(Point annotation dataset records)

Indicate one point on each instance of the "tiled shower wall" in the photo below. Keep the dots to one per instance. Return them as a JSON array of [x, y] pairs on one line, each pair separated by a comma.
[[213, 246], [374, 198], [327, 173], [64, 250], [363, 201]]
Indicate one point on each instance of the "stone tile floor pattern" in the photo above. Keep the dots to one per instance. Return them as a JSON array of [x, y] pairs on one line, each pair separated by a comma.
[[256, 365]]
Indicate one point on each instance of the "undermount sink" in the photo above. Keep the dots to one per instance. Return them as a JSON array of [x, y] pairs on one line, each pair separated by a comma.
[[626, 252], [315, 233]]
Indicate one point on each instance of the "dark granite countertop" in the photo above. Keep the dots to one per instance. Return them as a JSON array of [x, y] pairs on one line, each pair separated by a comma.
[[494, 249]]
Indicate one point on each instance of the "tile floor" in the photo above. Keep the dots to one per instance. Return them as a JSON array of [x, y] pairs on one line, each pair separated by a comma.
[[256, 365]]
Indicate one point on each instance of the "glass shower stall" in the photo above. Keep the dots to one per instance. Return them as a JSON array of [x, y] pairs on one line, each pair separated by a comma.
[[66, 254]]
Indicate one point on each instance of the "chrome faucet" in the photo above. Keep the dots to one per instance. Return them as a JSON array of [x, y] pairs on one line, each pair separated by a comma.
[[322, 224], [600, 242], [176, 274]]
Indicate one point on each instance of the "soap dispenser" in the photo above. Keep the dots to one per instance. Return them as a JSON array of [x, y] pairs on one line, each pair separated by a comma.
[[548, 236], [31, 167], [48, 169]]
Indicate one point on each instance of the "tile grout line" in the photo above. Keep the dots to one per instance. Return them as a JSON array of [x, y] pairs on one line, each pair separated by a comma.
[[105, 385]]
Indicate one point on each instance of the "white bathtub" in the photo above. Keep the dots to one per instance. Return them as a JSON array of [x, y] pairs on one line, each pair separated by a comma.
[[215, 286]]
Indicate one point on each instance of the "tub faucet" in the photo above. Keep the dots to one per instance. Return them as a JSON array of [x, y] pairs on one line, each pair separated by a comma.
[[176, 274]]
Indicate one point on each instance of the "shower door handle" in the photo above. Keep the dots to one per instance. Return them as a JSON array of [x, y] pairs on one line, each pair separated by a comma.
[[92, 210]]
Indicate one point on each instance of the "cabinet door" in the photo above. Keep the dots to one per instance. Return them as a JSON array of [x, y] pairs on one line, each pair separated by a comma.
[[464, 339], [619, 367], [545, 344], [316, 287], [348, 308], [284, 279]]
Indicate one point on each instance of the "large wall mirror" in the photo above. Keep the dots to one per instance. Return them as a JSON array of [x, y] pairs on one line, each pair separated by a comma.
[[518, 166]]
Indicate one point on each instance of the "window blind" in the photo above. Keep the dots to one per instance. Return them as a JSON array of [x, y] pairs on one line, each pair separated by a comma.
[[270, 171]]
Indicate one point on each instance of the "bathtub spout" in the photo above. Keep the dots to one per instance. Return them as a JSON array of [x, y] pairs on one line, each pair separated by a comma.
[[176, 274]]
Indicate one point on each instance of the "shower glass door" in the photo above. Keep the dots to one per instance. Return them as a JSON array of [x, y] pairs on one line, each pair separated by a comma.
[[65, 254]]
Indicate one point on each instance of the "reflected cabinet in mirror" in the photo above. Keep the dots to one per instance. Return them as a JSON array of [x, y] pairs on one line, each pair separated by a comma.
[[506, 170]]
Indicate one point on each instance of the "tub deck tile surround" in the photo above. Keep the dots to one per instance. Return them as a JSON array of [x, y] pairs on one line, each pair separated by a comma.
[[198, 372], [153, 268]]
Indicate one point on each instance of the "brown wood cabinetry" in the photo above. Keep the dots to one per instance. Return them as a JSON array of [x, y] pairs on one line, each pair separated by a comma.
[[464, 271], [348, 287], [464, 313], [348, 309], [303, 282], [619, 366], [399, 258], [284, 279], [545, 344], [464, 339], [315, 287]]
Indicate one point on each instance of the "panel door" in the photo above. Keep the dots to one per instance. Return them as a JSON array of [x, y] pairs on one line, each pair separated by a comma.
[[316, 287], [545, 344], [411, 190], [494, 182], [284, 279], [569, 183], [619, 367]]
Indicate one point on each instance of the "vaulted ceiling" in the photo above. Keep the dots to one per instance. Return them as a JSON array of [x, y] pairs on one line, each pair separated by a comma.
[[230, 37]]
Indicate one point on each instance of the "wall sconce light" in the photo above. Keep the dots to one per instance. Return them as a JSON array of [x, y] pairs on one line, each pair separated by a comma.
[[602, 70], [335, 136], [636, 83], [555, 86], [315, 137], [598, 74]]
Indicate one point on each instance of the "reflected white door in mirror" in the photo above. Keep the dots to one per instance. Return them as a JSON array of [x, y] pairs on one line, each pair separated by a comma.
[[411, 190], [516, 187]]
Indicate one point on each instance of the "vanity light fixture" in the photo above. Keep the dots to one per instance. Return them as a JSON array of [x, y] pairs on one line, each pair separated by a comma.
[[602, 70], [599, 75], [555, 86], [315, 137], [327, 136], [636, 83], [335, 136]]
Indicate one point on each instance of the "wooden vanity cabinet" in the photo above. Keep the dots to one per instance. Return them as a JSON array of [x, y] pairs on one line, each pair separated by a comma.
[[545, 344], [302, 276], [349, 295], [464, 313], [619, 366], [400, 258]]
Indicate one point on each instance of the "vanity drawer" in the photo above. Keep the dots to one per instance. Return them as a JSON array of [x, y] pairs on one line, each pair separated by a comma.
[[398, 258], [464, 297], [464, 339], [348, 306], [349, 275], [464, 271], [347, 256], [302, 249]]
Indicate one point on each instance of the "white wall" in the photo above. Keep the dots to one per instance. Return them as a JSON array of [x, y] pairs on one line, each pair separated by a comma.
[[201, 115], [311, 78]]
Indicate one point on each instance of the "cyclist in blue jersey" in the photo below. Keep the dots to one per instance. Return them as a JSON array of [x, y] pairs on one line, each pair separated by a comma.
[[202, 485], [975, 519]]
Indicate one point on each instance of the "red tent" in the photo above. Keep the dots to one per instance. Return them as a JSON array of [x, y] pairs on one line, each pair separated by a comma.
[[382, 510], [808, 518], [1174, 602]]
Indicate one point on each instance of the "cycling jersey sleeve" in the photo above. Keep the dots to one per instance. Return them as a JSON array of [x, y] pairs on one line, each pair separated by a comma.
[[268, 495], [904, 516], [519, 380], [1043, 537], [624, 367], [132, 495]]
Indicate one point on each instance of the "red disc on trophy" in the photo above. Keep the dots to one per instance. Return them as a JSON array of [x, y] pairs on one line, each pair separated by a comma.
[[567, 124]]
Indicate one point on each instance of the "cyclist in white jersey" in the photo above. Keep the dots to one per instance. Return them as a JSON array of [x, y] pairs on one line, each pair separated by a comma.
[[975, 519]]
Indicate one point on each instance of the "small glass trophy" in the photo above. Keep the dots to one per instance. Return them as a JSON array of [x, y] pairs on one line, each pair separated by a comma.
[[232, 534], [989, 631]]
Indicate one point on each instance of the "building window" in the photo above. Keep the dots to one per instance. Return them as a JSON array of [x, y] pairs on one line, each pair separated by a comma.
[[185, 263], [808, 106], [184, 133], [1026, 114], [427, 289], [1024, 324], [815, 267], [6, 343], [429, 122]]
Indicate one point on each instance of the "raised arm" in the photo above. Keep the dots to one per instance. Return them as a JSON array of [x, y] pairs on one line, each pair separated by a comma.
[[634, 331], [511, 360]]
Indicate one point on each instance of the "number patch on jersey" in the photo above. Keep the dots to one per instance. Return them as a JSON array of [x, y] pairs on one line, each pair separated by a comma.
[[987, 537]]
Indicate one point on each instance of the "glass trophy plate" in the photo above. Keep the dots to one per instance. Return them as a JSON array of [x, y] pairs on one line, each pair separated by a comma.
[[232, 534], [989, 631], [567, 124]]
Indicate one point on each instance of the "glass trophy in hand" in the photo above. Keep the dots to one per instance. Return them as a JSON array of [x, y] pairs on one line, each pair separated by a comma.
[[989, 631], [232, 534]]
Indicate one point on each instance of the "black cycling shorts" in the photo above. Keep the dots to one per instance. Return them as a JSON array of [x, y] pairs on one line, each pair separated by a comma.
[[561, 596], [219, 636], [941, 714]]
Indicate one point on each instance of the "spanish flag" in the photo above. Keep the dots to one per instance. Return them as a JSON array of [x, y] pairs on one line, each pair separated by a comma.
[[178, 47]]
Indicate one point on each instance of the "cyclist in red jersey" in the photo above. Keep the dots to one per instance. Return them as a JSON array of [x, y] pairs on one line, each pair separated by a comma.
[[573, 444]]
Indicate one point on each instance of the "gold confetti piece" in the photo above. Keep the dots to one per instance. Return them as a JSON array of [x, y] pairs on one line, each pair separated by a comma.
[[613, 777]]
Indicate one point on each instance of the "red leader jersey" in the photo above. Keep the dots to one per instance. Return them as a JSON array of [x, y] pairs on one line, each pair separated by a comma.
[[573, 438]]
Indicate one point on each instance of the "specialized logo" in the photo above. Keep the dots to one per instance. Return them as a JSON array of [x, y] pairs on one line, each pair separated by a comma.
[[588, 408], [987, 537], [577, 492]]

Problem requirements - Which lines of the material above contain the word "vanity"? Return each of those lines in full.

The result -
Indicate one point on each instance of the "vanity light fixture" in the photo above. Keep the dots to one per instance. Return them as a JSON array of [x, y] pairs on one line, each pair separated by a comma.
Indicate one point on each instance of the "wooden vanity cabinet" in the photo above. Keep the dots to one per instance. Return them as a JSON array of [x, y] pairs on one line, each pair separated by a comma.
Indicate one point on each instance of the "vanity drawer" in the photo above. Keep the dots to one per instance. Return them as a JSON array of [x, y] pairs on one line, each pair separated by a comma.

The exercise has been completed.